▶ **SOURCE DOCUMENT**
# Favourite Recommended Reads



## Purdy Bear (May 7, 2008)

What books/series are your ultimate favourite reads?

Here's mine:


The Dragons of Pern Series 
Harry Potter Series
Artemis Fowl Series
Talon of the Silver Claw Series



If you were on an off world planet, and could only take one book with you, which would it be?


I would take the original book of "The Wizard of Oz", which is much better then the film and very motivational.


Thanks Purdy

Ps Where does that comma go, before or after the speach marks?


----------



## BookStop (May 7, 2008)

My favorite books:

The Time Traveler's Wife
Watchers
series: Nevada Barr's Anna Pigeon books

I'd choose The Time Traveler's Wife if I could only have one.


----------



## The Ace (May 7, 2008)

Before, Purdy.  There should also be punctuation before you close them.

"The Stainless Steel Rat," by Harry Harrison.
David Eddings', "Belgariad," "Mallorean," "Belgarath," and, "Polgara."
"The Hitch-Hiker's Guide to the Galaxy," Douglas Adams.

My one book would be the obvious, "The Lord of the Rings," by J.R.R. Tolkein.


----------



## redLung (May 8, 2008)

▶ **COMPLETE THE FOLLOWING**
1. Answer these from the forum thread on favorite reads:
(a) Which book would Purdy Bear take to an off world planet?
(b) Which book does BookStop pick as the one to keep?
(c) According to The Ace, does the comma go before or after the speech marks?
2. Carry on the forum thread on favorite reads from its final post heading.

▶ **ENTRIES PROVIDED**
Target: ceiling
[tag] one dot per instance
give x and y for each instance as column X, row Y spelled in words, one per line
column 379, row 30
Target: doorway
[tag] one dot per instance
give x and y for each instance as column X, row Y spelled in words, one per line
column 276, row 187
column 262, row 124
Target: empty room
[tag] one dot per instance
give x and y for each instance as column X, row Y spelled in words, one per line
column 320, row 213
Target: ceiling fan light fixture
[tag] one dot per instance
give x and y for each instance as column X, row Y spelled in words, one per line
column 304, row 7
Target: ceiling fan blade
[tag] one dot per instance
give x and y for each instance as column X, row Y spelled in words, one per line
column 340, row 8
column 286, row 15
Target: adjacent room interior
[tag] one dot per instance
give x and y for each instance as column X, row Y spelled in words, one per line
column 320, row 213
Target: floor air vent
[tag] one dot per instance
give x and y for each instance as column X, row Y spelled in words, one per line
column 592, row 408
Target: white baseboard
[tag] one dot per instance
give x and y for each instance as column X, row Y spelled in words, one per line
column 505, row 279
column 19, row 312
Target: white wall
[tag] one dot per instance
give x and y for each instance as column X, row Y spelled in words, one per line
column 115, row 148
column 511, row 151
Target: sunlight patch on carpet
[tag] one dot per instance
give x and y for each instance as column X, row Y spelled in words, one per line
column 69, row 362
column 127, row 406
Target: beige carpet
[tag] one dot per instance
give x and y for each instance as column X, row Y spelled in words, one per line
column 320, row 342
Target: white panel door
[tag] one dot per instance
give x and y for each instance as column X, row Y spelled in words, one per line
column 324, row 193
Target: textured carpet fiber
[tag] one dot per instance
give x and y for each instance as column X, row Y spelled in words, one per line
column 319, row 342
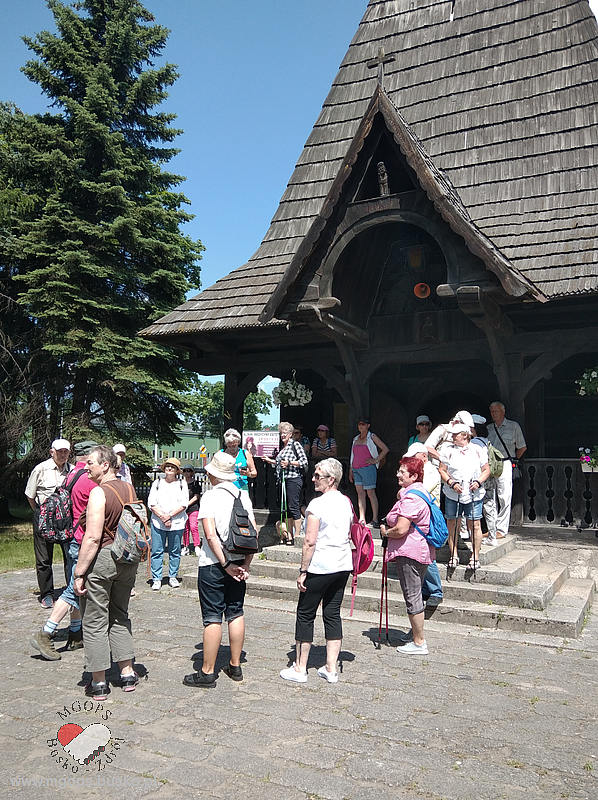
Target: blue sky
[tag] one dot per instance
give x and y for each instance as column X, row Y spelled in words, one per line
column 253, row 79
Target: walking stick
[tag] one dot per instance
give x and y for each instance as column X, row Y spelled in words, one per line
column 383, row 595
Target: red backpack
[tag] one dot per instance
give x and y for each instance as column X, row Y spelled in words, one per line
column 362, row 552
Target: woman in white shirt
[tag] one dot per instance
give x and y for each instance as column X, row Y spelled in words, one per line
column 326, row 564
column 168, row 499
column 463, row 469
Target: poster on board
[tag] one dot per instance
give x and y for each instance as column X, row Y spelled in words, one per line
column 260, row 443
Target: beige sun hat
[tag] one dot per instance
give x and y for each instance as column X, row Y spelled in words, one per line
column 222, row 466
column 173, row 462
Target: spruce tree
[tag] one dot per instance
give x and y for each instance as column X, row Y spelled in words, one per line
column 102, row 253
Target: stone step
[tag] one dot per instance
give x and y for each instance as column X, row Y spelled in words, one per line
column 563, row 616
column 534, row 591
column 503, row 564
column 488, row 555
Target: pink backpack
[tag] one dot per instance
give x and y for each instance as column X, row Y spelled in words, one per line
column 363, row 552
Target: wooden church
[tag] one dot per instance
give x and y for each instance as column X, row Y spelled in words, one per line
column 436, row 247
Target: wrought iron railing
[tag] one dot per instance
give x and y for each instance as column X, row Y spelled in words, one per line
column 555, row 489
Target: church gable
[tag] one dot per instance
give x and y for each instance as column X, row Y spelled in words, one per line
column 503, row 98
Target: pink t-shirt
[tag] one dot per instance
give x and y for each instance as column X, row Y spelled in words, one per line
column 79, row 496
column 361, row 456
column 412, row 545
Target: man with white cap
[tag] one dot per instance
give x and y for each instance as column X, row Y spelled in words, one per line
column 221, row 575
column 44, row 479
column 123, row 472
column 506, row 435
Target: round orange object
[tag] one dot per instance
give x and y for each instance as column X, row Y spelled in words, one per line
column 421, row 290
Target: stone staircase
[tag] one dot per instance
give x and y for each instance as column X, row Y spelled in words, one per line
column 514, row 588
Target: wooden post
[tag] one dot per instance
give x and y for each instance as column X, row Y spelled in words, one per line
column 233, row 402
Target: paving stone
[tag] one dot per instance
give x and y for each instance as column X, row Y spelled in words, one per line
column 488, row 714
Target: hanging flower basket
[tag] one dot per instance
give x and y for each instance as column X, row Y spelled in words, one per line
column 588, row 459
column 291, row 393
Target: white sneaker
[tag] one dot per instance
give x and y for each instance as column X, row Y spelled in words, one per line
column 291, row 674
column 412, row 649
column 331, row 677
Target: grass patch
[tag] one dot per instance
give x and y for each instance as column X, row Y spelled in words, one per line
column 16, row 546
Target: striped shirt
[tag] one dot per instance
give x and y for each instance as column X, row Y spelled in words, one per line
column 293, row 451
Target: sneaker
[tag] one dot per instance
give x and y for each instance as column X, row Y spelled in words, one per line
column 291, row 674
column 412, row 649
column 98, row 691
column 44, row 645
column 331, row 677
column 75, row 640
column 433, row 601
column 129, row 682
column 234, row 673
column 200, row 680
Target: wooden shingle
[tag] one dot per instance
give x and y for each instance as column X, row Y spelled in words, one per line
column 503, row 100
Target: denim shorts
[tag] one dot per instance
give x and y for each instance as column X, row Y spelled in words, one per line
column 365, row 476
column 219, row 594
column 471, row 510
column 69, row 595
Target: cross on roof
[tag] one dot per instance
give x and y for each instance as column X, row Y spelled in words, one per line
column 380, row 60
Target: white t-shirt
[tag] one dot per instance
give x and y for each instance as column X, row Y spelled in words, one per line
column 333, row 545
column 464, row 465
column 217, row 503
column 169, row 495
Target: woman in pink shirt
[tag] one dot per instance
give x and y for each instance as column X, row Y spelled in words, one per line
column 408, row 547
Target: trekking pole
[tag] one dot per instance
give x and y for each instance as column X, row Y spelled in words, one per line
column 454, row 554
column 383, row 595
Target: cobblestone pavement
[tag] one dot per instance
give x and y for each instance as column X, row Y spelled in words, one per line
column 487, row 714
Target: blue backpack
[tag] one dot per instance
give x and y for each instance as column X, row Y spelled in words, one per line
column 438, row 534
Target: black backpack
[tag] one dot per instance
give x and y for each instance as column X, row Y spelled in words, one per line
column 55, row 523
column 242, row 536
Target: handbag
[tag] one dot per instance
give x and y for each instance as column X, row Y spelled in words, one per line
column 242, row 536
column 514, row 461
column 131, row 541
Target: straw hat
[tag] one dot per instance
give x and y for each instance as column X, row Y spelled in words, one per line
column 172, row 462
column 222, row 466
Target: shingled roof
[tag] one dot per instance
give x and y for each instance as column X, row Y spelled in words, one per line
column 503, row 97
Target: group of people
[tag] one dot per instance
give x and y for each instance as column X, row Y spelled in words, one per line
column 452, row 459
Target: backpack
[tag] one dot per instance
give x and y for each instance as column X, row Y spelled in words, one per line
column 304, row 467
column 438, row 535
column 131, row 540
column 362, row 552
column 495, row 461
column 242, row 536
column 55, row 523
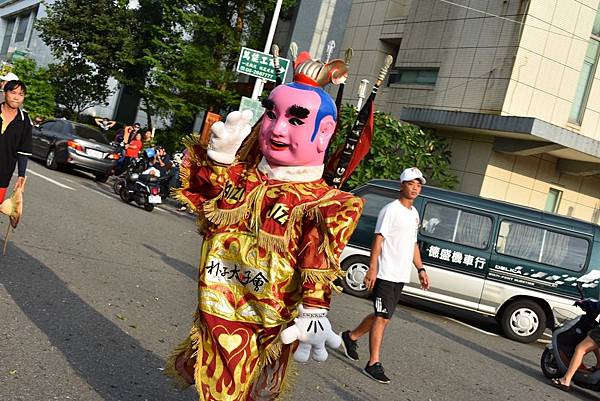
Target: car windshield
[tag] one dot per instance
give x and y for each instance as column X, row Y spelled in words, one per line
column 91, row 134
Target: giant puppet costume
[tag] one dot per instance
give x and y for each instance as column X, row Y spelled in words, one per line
column 273, row 231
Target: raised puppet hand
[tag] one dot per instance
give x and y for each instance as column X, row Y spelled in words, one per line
column 226, row 138
column 313, row 330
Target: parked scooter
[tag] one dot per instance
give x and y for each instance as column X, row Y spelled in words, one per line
column 143, row 188
column 565, row 337
column 131, row 173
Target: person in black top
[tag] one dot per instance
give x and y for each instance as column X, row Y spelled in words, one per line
column 15, row 136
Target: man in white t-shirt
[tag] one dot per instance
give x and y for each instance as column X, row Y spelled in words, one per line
column 394, row 252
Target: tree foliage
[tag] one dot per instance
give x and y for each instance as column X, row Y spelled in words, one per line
column 78, row 86
column 39, row 100
column 396, row 146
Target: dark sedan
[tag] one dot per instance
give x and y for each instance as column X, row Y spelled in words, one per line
column 64, row 143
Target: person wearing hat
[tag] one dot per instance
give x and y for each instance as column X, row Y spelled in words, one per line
column 3, row 80
column 130, row 131
column 394, row 252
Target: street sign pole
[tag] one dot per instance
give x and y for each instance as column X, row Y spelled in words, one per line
column 258, row 85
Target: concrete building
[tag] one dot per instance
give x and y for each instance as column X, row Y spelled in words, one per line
column 312, row 24
column 513, row 84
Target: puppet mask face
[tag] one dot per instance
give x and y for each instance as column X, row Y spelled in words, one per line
column 287, row 134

▶ **RESULTS OF THE EXERCISE**
1.
(a) The original book of "The Wizard of Oz"
(b) The Time Traveler's Wife
(c) Before

2.
i strongly recommend "The Silent Planet," "Perelandrea," and "That Hideous Strength"; C.S. Lewis's science fiction trilogoy

i agree that "Lord of the Rings" would be a great resource in isolation.

Other good series are, in my opininion, Ursula K. LeGuin's "Earth Sea" books and Frank Herbert's "Dune."


----------



## Connavar (May 8, 2008)

Ultimate Favorite reads:

David Gemmell - Jon Shannow Tales
Robert E Howard - Conan stories
Jack Vance - Emphyrio
Robert A Heinlein - The Moon is a harsh mistress
Philip K Dick - Now Wait For Last Year
Tim Powers - The Drawing of The Dark
Richard Stark - The Man with The Getaway Face
Douglas Adams - The Hitch-Hiker's Guide to the Galaxy 



I would take with me Robert E Howard's Complete Chronicles of Conan stories.


----------



## DeepThought (May 26, 2008)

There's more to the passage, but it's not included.